## TASK DETAILS
Please copy the stretch of data from the line containing "The component shall return one point per instance of the wheel" through the end, keeping every request line, and shift each coordinate in the answers up by 105.

Saved entries:

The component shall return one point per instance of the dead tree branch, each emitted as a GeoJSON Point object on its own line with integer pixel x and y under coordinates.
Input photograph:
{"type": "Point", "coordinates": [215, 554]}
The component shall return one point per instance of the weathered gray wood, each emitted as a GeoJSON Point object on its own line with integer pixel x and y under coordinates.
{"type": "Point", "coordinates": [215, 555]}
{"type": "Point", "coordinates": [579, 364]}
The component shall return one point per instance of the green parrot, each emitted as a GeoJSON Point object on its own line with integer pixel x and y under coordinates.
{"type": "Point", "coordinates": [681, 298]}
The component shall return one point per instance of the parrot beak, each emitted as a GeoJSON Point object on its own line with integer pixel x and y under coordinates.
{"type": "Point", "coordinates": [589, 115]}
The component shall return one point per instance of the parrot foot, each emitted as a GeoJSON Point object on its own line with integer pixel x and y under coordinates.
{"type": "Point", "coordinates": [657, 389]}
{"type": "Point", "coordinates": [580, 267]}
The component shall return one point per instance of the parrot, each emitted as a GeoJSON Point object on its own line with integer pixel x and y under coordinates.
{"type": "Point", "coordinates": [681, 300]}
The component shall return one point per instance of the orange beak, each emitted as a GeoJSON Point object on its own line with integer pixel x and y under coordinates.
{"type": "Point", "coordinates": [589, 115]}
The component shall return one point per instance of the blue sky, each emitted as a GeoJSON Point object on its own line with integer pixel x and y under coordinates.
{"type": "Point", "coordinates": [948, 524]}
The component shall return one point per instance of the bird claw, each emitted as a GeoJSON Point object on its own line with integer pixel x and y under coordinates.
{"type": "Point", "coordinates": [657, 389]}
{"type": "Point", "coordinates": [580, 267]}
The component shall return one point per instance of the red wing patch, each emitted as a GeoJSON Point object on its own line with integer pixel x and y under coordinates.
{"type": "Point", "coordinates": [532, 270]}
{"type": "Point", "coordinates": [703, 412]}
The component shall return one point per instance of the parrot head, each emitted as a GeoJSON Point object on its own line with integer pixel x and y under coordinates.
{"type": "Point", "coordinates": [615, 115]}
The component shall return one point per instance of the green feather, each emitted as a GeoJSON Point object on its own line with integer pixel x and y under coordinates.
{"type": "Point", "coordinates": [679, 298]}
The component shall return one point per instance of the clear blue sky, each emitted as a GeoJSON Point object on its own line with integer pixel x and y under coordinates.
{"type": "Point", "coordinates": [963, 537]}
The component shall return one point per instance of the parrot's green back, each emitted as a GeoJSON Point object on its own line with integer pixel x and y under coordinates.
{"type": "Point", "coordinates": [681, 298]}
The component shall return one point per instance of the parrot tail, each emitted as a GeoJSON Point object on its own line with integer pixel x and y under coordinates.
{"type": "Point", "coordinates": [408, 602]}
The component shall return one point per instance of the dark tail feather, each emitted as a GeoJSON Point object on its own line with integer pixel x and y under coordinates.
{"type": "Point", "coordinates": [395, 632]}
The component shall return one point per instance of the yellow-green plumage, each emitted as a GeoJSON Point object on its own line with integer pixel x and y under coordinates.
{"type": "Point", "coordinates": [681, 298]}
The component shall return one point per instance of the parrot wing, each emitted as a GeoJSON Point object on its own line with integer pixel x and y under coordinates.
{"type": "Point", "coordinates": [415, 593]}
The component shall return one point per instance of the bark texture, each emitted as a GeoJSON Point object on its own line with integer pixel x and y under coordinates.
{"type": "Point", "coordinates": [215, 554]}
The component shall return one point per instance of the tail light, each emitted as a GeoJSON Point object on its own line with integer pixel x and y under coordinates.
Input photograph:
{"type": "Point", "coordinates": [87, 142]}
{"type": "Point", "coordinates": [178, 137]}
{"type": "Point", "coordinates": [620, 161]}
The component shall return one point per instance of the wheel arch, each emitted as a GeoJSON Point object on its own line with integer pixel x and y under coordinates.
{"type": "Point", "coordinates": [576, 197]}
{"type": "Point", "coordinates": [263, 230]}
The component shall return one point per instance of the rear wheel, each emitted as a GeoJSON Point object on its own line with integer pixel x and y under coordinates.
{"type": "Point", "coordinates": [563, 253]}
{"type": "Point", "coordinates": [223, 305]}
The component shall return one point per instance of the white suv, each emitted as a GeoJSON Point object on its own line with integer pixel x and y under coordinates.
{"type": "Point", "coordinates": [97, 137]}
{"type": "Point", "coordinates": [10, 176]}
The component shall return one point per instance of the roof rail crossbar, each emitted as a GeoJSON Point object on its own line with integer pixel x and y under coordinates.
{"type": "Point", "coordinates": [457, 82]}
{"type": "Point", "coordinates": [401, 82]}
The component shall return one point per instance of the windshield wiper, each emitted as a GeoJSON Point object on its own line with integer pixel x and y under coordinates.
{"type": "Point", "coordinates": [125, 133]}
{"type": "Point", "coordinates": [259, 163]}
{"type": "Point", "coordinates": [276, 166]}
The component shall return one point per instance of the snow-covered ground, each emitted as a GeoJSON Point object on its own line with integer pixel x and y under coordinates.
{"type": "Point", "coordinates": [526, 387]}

## RESULT
The component shall return one point per instance of the wheel arch, each emitted as a GeoJSON Point object on its own line with integer pixel x and y under coordinates.
{"type": "Point", "coordinates": [681, 302]}
{"type": "Point", "coordinates": [368, 335]}
The component shall return one point per instance of the rear wheel, each emitted as a GeoJSON Point object on its own line with integer pixel x and y under coordinates.
{"type": "Point", "coordinates": [668, 358]}
{"type": "Point", "coordinates": [328, 410]}
The component shall return one point per instance of the white suv, each emitted as a GeoJSON Point object on its own line with integer pixel x and y under coordinates.
{"type": "Point", "coordinates": [202, 242]}
{"type": "Point", "coordinates": [115, 281]}
The component shall return one point per instance of the roof rail crossbar, each emitted as a GeoJSON Point object on its own line with integer pixel x and y under coordinates.
{"type": "Point", "coordinates": [562, 187]}
{"type": "Point", "coordinates": [506, 187]}
The component shall return one point per instance of the windshield wiper, each emitted as a GeoJSON Point object on its own line with integer pixel x and y under coordinates.
{"type": "Point", "coordinates": [230, 238]}
{"type": "Point", "coordinates": [364, 268]}
{"type": "Point", "coordinates": [381, 271]}
The component shall return one point per instance of the snow-covered ground, each emitted as a GeoJSON Point object on its own line with integer pixel x and y under coordinates.
{"type": "Point", "coordinates": [631, 492]}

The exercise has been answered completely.